== Segment start ==

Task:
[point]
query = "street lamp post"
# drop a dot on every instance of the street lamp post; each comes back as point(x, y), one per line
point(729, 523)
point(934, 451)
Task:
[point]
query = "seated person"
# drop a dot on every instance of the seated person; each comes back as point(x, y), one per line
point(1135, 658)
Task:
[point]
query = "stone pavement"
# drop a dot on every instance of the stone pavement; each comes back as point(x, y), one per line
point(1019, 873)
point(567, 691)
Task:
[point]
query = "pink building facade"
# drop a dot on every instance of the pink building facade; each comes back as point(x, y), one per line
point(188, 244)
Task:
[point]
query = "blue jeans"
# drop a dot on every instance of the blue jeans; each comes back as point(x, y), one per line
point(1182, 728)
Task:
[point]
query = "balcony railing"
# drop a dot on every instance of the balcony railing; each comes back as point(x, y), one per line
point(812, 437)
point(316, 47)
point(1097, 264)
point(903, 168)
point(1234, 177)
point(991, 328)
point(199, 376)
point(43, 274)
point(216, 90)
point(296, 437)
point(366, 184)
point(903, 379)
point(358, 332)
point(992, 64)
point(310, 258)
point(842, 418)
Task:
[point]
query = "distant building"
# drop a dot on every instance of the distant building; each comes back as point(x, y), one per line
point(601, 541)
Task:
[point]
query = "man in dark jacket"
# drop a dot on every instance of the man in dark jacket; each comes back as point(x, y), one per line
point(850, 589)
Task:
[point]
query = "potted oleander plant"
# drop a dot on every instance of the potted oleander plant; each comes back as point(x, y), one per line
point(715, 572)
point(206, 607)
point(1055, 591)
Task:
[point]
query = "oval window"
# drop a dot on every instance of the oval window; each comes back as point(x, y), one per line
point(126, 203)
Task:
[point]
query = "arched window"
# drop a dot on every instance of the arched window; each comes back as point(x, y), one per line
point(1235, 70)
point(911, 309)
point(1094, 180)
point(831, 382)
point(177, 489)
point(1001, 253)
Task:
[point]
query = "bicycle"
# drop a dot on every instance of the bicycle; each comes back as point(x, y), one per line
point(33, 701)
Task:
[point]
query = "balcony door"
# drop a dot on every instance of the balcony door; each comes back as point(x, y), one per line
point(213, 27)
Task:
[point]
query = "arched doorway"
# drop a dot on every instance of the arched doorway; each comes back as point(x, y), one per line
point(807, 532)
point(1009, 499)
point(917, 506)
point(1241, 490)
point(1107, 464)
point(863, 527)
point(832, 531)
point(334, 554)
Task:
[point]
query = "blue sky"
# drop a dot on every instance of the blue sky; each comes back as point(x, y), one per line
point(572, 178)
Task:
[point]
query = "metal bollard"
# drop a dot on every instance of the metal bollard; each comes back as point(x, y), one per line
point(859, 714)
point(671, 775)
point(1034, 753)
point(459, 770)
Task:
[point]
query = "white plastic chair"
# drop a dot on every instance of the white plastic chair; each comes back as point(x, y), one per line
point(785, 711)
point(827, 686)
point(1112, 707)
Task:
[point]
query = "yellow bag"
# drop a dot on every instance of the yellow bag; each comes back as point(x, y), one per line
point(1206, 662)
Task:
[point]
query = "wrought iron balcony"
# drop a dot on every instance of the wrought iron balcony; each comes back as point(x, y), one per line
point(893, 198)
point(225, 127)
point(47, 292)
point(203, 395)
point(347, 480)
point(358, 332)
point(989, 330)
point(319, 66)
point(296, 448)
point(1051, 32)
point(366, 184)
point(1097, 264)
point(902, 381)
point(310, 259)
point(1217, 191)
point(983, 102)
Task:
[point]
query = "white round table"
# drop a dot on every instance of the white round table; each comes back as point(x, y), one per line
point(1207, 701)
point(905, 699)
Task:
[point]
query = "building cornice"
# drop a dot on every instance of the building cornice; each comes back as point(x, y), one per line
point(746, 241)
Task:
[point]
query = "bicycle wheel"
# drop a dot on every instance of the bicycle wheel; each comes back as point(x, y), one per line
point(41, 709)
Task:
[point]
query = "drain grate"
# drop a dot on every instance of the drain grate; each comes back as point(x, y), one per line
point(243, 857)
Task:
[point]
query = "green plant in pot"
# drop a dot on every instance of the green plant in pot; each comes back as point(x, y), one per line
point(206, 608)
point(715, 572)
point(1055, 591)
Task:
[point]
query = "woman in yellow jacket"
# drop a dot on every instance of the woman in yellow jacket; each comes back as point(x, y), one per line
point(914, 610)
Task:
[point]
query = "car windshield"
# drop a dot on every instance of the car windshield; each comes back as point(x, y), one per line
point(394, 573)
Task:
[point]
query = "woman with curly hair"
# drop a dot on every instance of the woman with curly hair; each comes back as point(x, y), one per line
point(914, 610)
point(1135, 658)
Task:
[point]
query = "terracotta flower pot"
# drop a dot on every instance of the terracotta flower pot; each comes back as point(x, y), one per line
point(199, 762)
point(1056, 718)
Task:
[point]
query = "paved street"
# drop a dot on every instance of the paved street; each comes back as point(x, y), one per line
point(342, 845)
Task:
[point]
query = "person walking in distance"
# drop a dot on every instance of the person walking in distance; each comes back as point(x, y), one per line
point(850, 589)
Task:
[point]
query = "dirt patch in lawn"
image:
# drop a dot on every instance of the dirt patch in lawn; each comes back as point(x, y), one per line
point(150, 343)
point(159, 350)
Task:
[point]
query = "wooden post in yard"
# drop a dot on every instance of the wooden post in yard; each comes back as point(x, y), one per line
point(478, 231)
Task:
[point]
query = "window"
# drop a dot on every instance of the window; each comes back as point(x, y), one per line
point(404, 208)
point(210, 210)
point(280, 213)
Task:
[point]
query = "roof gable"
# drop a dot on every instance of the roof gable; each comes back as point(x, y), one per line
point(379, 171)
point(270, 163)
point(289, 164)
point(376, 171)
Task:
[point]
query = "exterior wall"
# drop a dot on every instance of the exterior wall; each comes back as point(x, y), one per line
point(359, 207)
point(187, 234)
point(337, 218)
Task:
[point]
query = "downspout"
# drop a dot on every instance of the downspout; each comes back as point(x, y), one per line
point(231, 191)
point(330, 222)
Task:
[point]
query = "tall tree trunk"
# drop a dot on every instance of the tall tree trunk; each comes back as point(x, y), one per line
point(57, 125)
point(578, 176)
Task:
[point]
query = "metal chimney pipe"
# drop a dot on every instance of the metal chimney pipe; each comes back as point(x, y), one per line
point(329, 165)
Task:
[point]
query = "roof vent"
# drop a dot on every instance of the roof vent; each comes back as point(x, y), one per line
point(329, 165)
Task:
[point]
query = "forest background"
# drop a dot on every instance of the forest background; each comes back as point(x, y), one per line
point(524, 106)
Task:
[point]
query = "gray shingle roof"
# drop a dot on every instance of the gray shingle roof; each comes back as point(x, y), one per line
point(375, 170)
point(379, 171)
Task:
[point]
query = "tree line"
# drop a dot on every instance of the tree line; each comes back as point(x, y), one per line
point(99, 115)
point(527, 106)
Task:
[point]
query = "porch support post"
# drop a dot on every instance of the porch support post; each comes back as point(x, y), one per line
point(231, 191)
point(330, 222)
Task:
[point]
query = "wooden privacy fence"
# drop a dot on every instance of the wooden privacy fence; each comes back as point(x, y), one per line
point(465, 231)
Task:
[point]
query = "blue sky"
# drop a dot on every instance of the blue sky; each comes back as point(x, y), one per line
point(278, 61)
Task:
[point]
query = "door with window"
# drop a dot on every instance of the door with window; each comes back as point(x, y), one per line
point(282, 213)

== Segment end ==

Problem details.
Your task is to transcribe each record faithfully and in full.

Written answer.
Task:
[point]
query = "street lamp post"
# drop a dot on every instance of the street lamp post; each comes back as point(x, y), one per line
point(729, 523)
point(934, 451)
Task:
[point]
query = "seated person"
# drop a dot on every instance of the seated person; each comes back as point(x, y), one per line
point(1135, 658)
Task:
[point]
query = "stone pavement"
# drop a dot on every instance of the stone pavement; each comes back as point(x, y), one per line
point(1019, 873)
point(567, 691)
Task:
[point]
query = "pink building facade"
# drop a dot on every instance of the pink building facade; each comes back as point(x, y), one per line
point(188, 244)
Task:
[point]
query = "blue jeans"
# drop a dot on every instance of the blue jeans; each comes back as point(x, y), one per line
point(1182, 728)
Task:
[point]
query = "balcony railing"
# drop a dot on every instance of the balcony railing; each comes back as point(x, y), one per line
point(812, 437)
point(316, 47)
point(1097, 264)
point(903, 168)
point(1234, 177)
point(991, 328)
point(199, 376)
point(43, 274)
point(216, 90)
point(296, 437)
point(366, 184)
point(903, 379)
point(358, 332)
point(992, 64)
point(310, 258)
point(842, 418)
Task:
[point]
query = "distant building"
# drop a dot on every instance of the distant building; each comes back as point(x, y), one per line
point(601, 541)
Task:
[point]
query = "man in dark jacket"
# drop a dot on every instance of the man in dark jacket; each comes back as point(x, y), one per line
point(850, 589)
Task:
[point]
query = "potted oleander plant"
# drop a dot on every instance of the potted oleander plant; each comes back as point(x, y), one per line
point(715, 572)
point(206, 607)
point(1055, 591)
Task:
[point]
query = "oval window"
# drop a dot on every instance of the oval window; each comes back as point(x, y), one per line
point(126, 203)
Task:
[point]
query = "arched window"
# drop a dot on every instance of the arched window; each comes back as point(x, y), one per line
point(1235, 70)
point(911, 309)
point(1094, 180)
point(831, 382)
point(177, 489)
point(1001, 253)
Task:
[point]
query = "bicycle"
# drop a dot on every instance of the bicycle; each comes back as point(x, y), one per line
point(33, 701)
Task:
[point]
query = "balcony door"
# drop a dot on every instance of the balcony door; each comes back as point(x, y), one per line
point(213, 27)
Task:
[point]
query = "arched doorway"
# drop a dot on every instance of the arched doorway; each comes back as point(x, y), one per line
point(807, 532)
point(1009, 499)
point(917, 506)
point(1241, 490)
point(1107, 464)
point(863, 527)
point(832, 531)
point(334, 554)
Task:
[point]
query = "blue sky"
# drop a dot on every instance of the blue sky; each comes back as point(x, y), one per line
point(572, 178)
Task:
[point]
query = "metal bollard"
# drop a dot on every instance of the metal bollard; each comes back as point(x, y), one per line
point(859, 714)
point(671, 775)
point(1034, 753)
point(459, 770)
Task:
[point]
query = "white plastic chair"
# drop a dot on every instance of the white plastic chair; each comes back as point(x, y), one per line
point(785, 711)
point(827, 686)
point(1112, 707)
Task:
[point]
query = "yellow bag"
# drop a dot on every instance of the yellow bag; each comes back as point(x, y), one per line
point(1206, 662)
Task:
[point]
query = "wrought iron balcony"
# drop a dot on every instance of the wrought iron balcony; each comes back as point(x, y), one per line
point(893, 198)
point(225, 127)
point(47, 292)
point(203, 395)
point(347, 480)
point(358, 332)
point(989, 330)
point(319, 66)
point(296, 448)
point(1051, 32)
point(366, 184)
point(1097, 264)
point(902, 381)
point(310, 259)
point(1217, 191)
point(983, 102)
Task:
[point]
query = "white round table"
# drop a dot on every instance of the white round table; each comes back as point(x, y), one per line
point(1207, 701)
point(905, 699)
Task:
[point]
query = "building cornice"
# drop a dot on every instance of the building cornice; each comes back as point(x, y), one per line
point(746, 241)
Task:
[point]
query = "bicycle wheel"
# drop a dot on every instance of the bicycle wheel; each comes back as point(x, y), one per line
point(41, 709)
Task:
[point]
query = "drain grate"
# drop a dot on every instance of the drain grate; each comes back as point(x, y), one per line
point(243, 857)
Task:
[point]
query = "green plant in pot"
# drop a dot on every instance of the green plant in pot; each comes back as point(x, y), one per line
point(206, 608)
point(715, 572)
point(1055, 591)
Task:
[point]
query = "woman in yellow jacket"
# drop a dot on every instance of the woman in yellow jacket; each comes back as point(x, y), one per line
point(914, 610)
Task:
[point]
query = "car windshield"
# drop a dot on every instance of the car windshield; each comes back as point(x, y), one per line
point(394, 573)
Task:
[point]
query = "woman with curly hair"
# drop a dot on every instance of the woman with curly hair; each comes back as point(x, y), one per line
point(914, 610)
point(1135, 658)
Task:
[point]
query = "terracotta flower pot"
# drop a dot on every instance of the terracotta flower pot; each comes back as point(x, y), one per line
point(199, 762)
point(1056, 718)
Task:
[point]
query = "paved street"
# drop a dot on every instance of the paved street; each comes back as point(x, y), one per line
point(342, 845)
Task:
[point]
query = "person walking in distance"
# drop a dot on every instance of the person walking in distance; each comes back as point(x, y), one per line
point(850, 589)
Task:
[point]
query = "dirt patch in lawn"
image:
# drop a dot on every instance of the dirt patch in lawn; each comes back as point(x, y), one per line
point(150, 343)
point(159, 350)
Task:
[point]
query = "wooden post in yard"
# drop a dot on every instance of the wooden post in yard; each comes back as point(x, y), one per line
point(478, 231)
Task:
[point]
query = "window"
# drop a dot on every instance of the window; each comes back as point(x, y), one per line
point(404, 208)
point(210, 210)
point(280, 213)
Task:
[point]
query = "roof gable"
# drop a dot on every instance of the roof gable; each comes back as point(x, y), one per line
point(379, 171)
point(270, 163)
point(289, 164)
point(376, 171)
Task:
[point]
query = "exterior wall"
# drop a dot on every instance of the exterior wall; each comes back as point(x, y), one per line
point(359, 207)
point(187, 234)
point(337, 218)
Task:
[point]
query = "downspout"
# drop a dot on every instance of the downspout; each comes back as point(x, y), one per line
point(231, 191)
point(330, 222)
Task:
[point]
query = "tall tree trunk"
# drop a dot on every instance of the tall tree trunk; each comes back as point(x, y), one per line
point(57, 125)
point(578, 176)
Task:
[point]
query = "metal chimney pipe"
# drop a dot on every instance of the metal chimney pipe; each comes back as point(x, y), one per line
point(329, 165)
Task:
[point]
query = "roof vent"
# drop a dot on every instance of the roof vent; each comes back as point(x, y), one per line
point(329, 165)
Task:
[point]
query = "forest background"
# drop a dot on every instance of the forest background; each comes back as point(x, y), one per line
point(524, 106)
Task:
[point]
query = "gray shingle roof"
# drop a dot on every instance of the gray shingle roof; each comes back as point(x, y), one per line
point(375, 170)
point(379, 171)
Task:
[point]
query = "tree line"
# drop a dot on every instance of the tree line; each comes back as point(x, y), one per line
point(99, 115)
point(527, 106)
Task:
[point]
query = "porch support post"
# drop a dot on every instance of the porch support post; each comes back as point(x, y), one per line
point(231, 191)
point(330, 222)
Task:
[point]
query = "wooden privacy fence"
# drop a dot on every instance of the wooden privacy fence; each comes back as point(x, y), one per line
point(465, 231)
Task:
[point]
query = "blue sky"
# drop a dot on every instance of the blue sky; each comes back as point(x, y), one per line
point(278, 61)
Task:
[point]
query = "door with window"
# drop a dot on every instance of the door with window; each comes back as point(x, y), one per line
point(282, 213)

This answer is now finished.